◆ **Problem statement**:
Line count for "approximate": give the number of lines in the records below that hold it, and nothing else.

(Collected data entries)
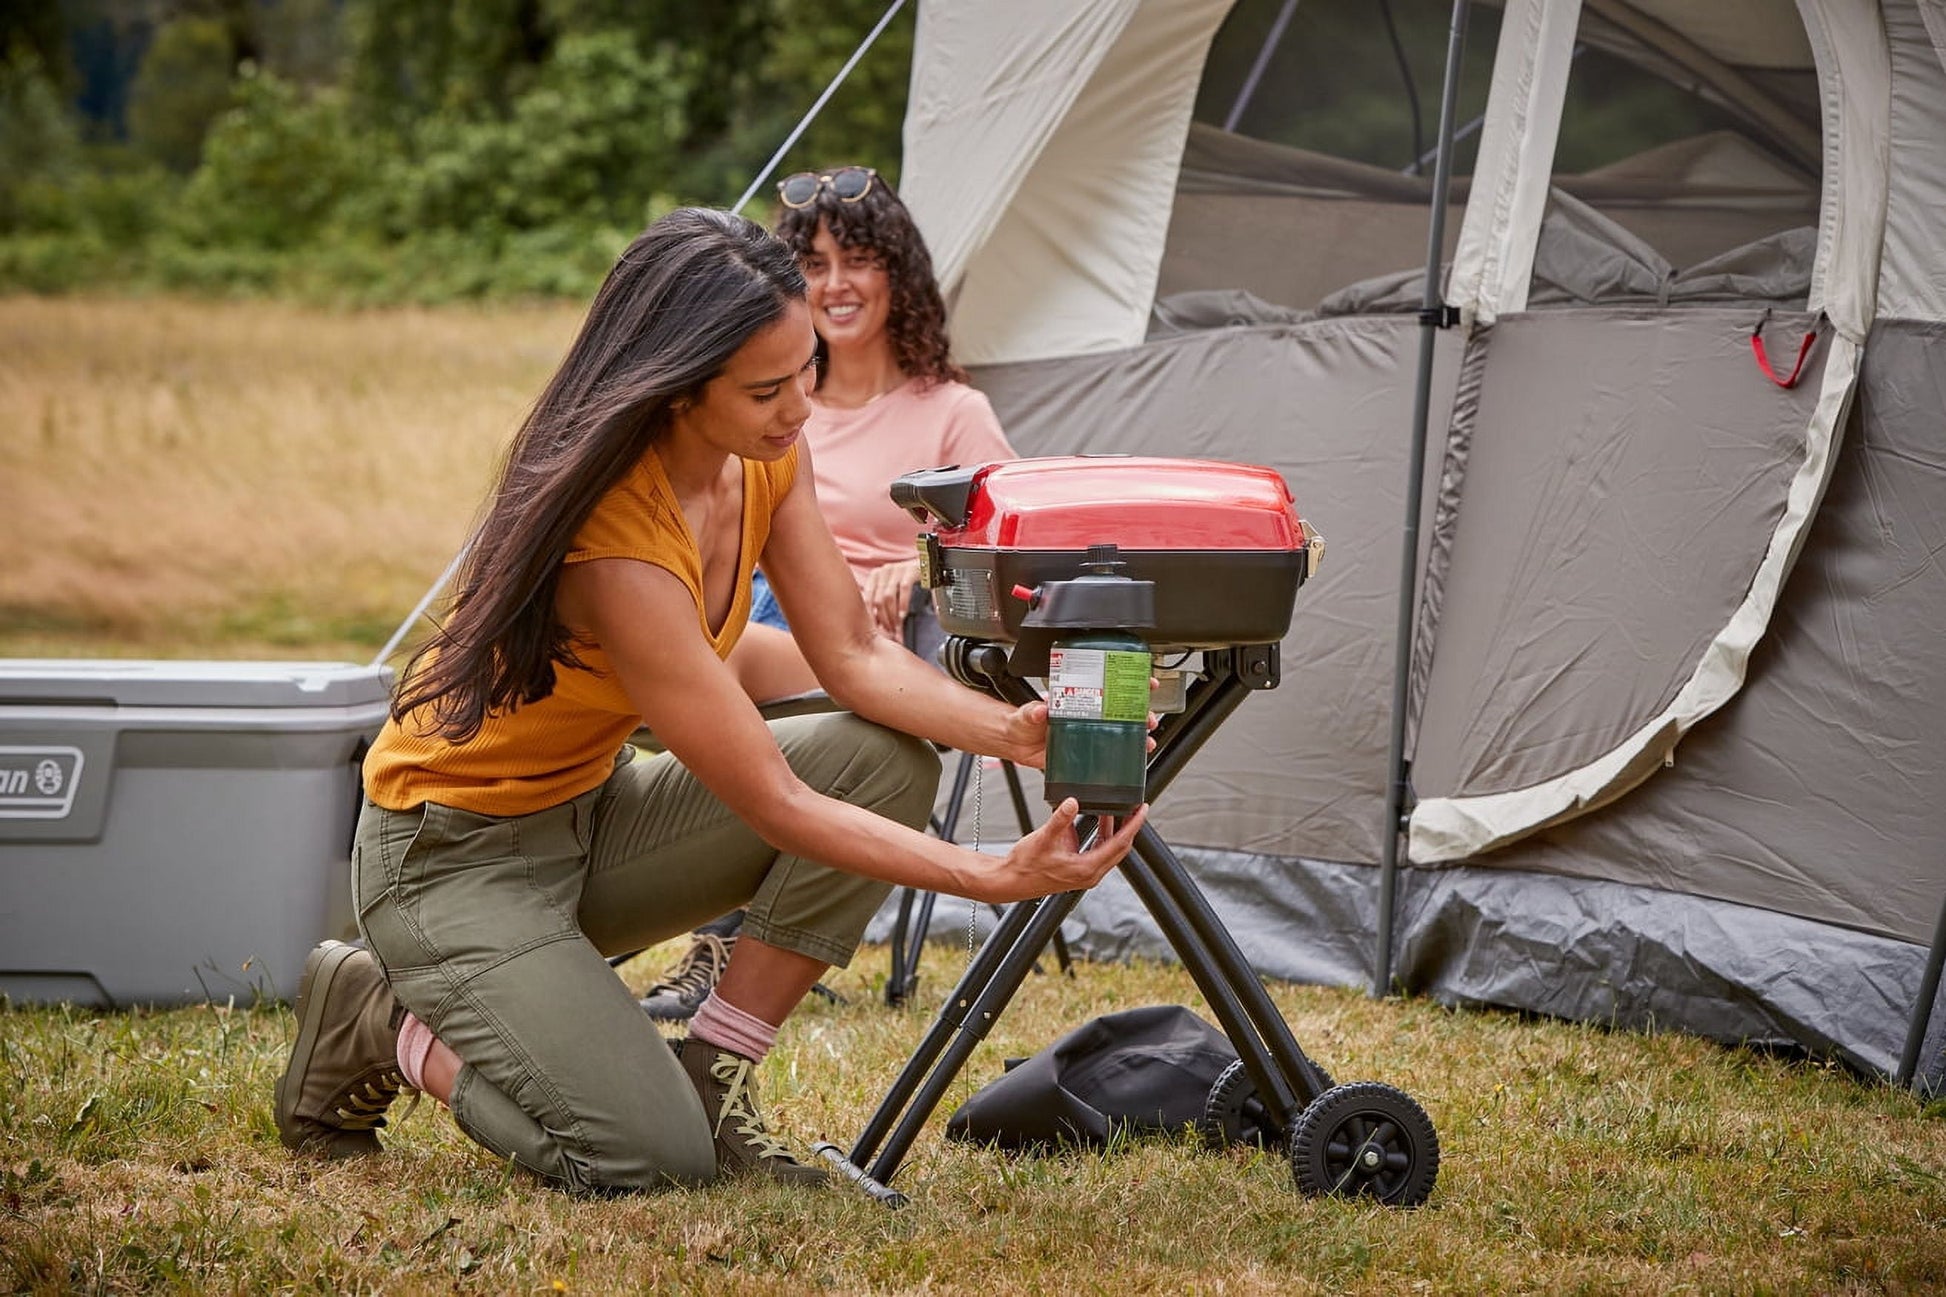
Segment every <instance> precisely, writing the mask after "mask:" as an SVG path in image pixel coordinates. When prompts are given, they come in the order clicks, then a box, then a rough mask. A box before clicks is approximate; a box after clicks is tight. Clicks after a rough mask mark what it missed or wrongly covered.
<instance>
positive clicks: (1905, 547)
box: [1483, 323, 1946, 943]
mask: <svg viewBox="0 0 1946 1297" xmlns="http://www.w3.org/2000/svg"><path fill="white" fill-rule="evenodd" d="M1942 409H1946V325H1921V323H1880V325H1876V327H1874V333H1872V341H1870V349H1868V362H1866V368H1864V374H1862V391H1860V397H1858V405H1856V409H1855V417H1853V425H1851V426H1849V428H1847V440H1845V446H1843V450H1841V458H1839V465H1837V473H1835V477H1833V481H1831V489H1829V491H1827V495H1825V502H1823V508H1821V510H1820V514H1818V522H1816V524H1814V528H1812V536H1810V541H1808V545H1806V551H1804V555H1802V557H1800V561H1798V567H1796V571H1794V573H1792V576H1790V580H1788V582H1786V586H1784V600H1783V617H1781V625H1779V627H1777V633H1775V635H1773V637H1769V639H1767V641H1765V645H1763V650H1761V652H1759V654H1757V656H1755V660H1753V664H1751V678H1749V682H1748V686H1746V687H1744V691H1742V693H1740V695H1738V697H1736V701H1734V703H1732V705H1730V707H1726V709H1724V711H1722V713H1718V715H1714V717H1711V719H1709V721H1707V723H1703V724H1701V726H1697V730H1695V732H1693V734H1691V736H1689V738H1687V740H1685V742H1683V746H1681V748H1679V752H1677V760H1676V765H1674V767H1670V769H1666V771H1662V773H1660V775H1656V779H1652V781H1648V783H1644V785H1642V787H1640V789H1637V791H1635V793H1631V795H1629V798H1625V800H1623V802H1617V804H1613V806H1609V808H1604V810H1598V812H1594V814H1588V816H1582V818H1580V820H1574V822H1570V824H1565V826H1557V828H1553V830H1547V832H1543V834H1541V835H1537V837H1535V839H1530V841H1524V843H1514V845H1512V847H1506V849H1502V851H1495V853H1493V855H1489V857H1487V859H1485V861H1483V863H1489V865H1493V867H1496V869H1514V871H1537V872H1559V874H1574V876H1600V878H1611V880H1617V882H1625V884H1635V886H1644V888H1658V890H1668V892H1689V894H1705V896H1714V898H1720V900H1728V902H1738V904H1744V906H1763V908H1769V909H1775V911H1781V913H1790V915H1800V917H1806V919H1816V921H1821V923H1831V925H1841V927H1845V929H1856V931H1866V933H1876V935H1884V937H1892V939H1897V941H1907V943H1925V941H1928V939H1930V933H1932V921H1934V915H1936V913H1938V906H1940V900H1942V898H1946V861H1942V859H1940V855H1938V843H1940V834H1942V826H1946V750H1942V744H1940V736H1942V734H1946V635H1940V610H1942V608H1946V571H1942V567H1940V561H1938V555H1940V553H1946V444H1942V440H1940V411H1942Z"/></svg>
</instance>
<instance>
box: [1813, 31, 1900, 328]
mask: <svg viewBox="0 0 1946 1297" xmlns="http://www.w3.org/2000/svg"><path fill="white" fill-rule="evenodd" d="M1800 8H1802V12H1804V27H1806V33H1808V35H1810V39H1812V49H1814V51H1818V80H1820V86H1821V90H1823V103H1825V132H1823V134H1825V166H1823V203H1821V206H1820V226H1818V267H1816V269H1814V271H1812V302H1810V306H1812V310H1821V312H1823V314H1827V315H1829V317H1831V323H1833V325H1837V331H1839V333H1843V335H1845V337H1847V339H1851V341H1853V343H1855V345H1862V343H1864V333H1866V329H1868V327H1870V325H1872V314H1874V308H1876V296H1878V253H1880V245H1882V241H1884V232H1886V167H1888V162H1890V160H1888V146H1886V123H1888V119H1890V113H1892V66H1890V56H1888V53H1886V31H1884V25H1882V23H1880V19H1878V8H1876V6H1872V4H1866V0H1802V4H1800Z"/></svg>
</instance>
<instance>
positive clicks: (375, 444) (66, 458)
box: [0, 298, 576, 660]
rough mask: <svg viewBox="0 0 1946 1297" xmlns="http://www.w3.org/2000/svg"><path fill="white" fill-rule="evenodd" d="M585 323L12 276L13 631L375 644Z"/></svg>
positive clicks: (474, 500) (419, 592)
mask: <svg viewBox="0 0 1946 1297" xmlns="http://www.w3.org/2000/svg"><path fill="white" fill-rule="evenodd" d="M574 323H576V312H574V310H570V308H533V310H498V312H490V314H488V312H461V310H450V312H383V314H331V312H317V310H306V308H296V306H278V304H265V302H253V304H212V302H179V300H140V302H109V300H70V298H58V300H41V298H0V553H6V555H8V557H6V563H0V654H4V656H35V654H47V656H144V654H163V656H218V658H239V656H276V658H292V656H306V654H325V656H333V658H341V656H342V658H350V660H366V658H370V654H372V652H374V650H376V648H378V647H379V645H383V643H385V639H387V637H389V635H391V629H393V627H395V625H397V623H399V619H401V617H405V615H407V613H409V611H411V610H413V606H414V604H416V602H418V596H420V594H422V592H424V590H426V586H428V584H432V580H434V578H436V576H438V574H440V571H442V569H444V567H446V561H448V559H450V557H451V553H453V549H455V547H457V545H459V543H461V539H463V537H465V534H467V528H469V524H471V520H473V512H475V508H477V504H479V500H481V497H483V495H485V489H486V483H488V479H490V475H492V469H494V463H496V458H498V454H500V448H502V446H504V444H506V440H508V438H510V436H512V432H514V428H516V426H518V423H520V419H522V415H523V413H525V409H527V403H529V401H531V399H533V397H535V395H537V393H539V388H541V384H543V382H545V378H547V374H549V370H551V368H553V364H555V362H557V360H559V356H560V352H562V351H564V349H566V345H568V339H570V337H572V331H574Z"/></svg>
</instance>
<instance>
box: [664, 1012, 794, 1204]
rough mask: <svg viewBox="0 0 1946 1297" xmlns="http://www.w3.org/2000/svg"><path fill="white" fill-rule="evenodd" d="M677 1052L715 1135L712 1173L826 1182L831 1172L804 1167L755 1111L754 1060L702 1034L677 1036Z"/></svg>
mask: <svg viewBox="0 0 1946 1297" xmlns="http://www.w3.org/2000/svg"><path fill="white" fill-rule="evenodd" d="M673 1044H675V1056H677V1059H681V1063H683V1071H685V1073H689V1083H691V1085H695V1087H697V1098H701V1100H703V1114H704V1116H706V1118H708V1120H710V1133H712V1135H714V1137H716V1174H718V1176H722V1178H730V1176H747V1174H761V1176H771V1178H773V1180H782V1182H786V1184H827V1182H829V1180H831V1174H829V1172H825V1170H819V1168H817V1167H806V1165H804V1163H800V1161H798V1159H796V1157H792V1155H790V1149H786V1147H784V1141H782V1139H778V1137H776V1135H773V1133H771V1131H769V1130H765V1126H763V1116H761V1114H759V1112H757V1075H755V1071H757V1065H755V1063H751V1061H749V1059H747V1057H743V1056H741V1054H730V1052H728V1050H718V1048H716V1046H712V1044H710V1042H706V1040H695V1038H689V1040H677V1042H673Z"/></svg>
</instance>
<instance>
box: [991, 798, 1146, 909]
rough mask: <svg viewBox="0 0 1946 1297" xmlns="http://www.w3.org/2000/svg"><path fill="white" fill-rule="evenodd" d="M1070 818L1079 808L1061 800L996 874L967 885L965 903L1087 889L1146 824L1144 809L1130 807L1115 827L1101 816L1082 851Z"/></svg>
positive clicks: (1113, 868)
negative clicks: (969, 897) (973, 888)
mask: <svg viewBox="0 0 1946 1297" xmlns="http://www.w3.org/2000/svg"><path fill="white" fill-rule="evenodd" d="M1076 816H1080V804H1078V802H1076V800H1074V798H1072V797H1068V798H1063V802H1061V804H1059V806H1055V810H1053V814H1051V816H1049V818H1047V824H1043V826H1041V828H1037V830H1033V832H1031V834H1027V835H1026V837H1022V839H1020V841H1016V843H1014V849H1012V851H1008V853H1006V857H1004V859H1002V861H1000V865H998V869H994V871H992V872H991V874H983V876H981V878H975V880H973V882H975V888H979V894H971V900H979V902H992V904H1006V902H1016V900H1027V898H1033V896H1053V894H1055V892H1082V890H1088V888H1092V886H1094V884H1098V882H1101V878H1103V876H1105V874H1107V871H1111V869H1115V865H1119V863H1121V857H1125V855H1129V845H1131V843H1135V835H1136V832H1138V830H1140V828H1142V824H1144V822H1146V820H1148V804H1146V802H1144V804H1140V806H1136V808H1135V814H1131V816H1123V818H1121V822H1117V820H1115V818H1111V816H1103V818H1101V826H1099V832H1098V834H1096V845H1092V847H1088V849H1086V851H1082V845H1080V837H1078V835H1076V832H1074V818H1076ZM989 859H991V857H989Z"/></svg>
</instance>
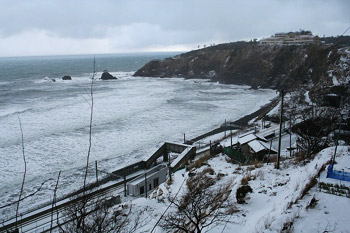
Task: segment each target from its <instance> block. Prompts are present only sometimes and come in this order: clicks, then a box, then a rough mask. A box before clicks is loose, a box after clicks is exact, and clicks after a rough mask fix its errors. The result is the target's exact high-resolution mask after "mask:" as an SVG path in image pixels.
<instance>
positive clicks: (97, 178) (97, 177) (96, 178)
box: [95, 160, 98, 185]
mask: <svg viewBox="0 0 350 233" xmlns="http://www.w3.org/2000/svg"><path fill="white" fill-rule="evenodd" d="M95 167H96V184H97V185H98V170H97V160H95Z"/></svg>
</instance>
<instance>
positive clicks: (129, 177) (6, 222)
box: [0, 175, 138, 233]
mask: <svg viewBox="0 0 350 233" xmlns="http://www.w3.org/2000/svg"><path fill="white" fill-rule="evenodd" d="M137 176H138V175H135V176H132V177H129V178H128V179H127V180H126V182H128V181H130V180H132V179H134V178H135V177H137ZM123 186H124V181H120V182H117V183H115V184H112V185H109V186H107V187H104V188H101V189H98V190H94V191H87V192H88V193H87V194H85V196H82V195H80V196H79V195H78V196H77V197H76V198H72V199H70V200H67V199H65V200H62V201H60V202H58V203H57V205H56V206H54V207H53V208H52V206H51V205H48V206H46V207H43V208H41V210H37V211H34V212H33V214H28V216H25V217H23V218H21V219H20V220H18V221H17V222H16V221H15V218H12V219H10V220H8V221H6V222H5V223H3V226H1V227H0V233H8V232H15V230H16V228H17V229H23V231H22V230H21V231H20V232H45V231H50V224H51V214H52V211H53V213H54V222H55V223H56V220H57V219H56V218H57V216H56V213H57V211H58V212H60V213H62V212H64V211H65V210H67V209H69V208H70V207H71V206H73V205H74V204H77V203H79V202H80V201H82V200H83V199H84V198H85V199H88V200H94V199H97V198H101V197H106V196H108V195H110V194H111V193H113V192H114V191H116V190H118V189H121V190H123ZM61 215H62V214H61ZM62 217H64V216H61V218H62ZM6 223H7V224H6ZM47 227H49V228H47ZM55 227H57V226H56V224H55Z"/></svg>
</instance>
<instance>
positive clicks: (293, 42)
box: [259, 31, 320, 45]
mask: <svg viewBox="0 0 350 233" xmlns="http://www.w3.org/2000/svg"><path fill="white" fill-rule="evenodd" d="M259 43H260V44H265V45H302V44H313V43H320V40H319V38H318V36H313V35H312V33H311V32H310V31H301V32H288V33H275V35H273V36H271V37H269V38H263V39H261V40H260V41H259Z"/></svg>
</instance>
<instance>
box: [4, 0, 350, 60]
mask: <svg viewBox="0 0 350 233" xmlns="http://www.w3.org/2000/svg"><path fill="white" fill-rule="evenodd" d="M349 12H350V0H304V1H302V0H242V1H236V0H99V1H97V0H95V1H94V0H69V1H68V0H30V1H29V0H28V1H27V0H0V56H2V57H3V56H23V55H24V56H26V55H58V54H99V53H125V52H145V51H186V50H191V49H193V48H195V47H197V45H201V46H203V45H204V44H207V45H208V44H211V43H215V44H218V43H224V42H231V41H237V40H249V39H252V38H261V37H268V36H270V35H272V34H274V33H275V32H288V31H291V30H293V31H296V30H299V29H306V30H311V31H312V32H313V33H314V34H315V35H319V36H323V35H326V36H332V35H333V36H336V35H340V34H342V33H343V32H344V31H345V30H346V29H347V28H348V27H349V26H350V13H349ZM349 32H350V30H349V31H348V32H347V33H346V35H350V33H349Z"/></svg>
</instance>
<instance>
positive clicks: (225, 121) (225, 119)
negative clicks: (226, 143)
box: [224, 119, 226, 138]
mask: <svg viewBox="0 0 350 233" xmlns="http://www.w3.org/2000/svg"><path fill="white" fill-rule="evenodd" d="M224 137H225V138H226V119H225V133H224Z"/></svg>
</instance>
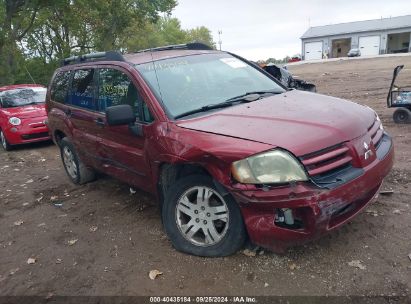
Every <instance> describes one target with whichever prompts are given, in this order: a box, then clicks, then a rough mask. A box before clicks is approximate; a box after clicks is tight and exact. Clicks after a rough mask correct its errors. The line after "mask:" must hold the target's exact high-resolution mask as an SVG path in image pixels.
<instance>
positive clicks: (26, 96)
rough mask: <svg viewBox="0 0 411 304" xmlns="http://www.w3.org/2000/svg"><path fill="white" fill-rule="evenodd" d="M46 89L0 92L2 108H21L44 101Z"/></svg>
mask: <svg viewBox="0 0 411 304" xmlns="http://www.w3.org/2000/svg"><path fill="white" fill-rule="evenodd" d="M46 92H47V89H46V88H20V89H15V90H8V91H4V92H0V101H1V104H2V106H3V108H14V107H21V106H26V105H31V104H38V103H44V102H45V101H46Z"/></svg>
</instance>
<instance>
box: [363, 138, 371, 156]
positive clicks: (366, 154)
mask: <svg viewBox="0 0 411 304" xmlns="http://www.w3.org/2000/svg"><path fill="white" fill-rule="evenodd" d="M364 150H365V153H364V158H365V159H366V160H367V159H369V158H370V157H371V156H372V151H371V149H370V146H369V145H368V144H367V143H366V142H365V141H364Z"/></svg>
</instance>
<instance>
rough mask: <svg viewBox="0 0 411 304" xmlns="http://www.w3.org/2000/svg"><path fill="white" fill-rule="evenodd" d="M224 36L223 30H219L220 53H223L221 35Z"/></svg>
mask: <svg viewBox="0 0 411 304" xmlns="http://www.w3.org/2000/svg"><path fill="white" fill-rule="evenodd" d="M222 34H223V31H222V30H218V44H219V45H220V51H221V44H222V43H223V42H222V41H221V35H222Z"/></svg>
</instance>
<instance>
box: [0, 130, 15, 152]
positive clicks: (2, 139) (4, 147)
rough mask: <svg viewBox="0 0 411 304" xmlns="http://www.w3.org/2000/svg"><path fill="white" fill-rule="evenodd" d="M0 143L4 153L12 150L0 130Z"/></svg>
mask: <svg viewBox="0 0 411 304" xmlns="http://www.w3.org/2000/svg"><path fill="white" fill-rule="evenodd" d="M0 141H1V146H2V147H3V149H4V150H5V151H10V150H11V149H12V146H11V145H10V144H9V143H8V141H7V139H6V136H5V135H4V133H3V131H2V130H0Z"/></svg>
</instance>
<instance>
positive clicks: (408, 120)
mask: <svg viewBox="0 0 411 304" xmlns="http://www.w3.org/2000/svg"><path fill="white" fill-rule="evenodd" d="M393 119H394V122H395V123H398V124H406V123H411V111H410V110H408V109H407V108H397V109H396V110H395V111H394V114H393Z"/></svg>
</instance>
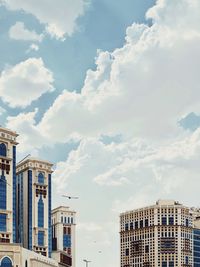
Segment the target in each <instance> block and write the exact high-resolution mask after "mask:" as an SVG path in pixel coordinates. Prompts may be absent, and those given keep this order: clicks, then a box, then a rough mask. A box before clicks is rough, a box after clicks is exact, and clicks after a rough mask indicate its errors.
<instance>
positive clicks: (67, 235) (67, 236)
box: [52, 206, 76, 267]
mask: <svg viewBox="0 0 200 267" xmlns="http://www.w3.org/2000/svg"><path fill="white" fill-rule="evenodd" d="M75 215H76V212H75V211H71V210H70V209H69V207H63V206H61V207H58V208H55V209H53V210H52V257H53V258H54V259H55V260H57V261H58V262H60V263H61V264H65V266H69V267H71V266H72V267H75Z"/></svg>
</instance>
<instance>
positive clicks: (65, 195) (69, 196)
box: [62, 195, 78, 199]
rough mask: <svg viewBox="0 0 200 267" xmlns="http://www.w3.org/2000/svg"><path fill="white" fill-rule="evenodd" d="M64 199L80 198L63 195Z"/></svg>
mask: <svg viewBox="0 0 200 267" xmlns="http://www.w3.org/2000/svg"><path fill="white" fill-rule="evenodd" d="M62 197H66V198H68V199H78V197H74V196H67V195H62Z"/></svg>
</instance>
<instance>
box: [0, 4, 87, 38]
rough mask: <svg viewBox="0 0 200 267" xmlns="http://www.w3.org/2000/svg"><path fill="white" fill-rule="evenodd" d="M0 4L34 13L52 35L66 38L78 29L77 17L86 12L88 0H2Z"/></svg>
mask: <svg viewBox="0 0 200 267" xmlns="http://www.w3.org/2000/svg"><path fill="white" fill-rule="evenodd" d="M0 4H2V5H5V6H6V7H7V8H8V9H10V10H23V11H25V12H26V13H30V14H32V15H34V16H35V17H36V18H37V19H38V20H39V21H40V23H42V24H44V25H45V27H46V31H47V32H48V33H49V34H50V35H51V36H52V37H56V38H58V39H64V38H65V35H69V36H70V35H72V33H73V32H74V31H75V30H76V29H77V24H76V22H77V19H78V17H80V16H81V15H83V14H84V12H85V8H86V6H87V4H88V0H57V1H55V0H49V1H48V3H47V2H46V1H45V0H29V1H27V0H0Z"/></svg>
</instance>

◆ **Response for this exercise**:
2